Dataset items:
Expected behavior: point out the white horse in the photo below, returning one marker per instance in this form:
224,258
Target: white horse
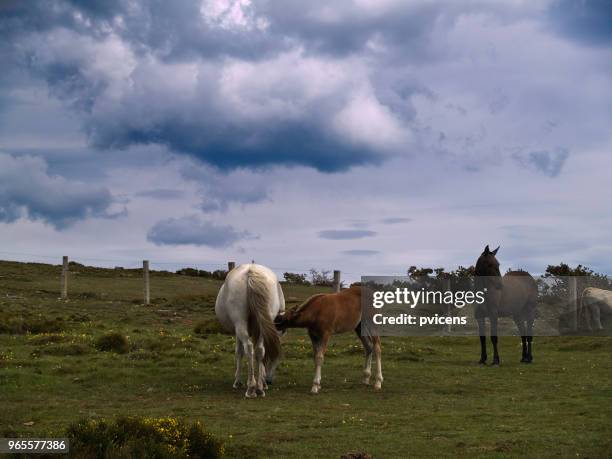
249,300
595,303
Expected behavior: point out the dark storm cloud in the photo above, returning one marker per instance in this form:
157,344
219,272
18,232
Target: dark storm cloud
346,234
28,191
192,230
546,162
218,190
587,21
113,63
162,193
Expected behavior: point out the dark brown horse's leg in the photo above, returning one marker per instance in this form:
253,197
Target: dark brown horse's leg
520,324
483,340
368,349
530,319
319,345
493,320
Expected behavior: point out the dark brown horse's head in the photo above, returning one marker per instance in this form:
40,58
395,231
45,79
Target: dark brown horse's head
487,264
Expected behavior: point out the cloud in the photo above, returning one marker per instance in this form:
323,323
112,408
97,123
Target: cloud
586,21
161,193
192,230
218,189
360,252
27,190
395,220
345,234
548,163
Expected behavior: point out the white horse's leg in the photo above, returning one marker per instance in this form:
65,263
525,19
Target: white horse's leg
367,367
249,352
260,352
377,351
318,348
239,354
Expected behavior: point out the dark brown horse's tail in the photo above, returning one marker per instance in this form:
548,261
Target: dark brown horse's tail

**Task objective:** Only the pictures are to be excluded; all other parts of the records above are to be given exactly.

**Expected answer:**
Expected behavior: point out the white horse in the photo below, returning one marker per instance in this form:
224,258
Target: white horse
249,300
595,303
Expected behavior: point out the dark storm cloud in the photo above, returning one marker per instance in this form:
157,344
219,272
18,232
Target: dark storm cloud
346,234
28,191
192,230
546,162
218,190
587,21
113,63
162,193
Expected behavior: point out the dark brown horse's leg in the photo above, returning one marker per instance in this form:
253,197
Target: dark brown horse's leg
520,324
483,340
368,349
530,319
319,345
493,320
Expected behavior: point out the dark brown horse's head in the photo above, returning one marker per instance in this form:
40,58
395,231
45,79
Target: dark brown horse's head
487,264
Expected behavior: point out the cloud in the photo above, returning one marker per instance in this form:
323,323
112,408
97,123
Target: cloud
586,21
161,193
192,230
218,189
360,252
27,190
395,220
345,234
548,163
Expected behavior: point out the white horse's leg in the photo above, returning one marker per instance in this form:
65,263
525,19
Target: white horse's leg
367,367
249,352
260,352
377,351
318,348
239,354
Expected behavior: point out the dark brown horse's tail in the photo above, returning one marker per instance in this form:
548,261
Target: dark brown horse's tail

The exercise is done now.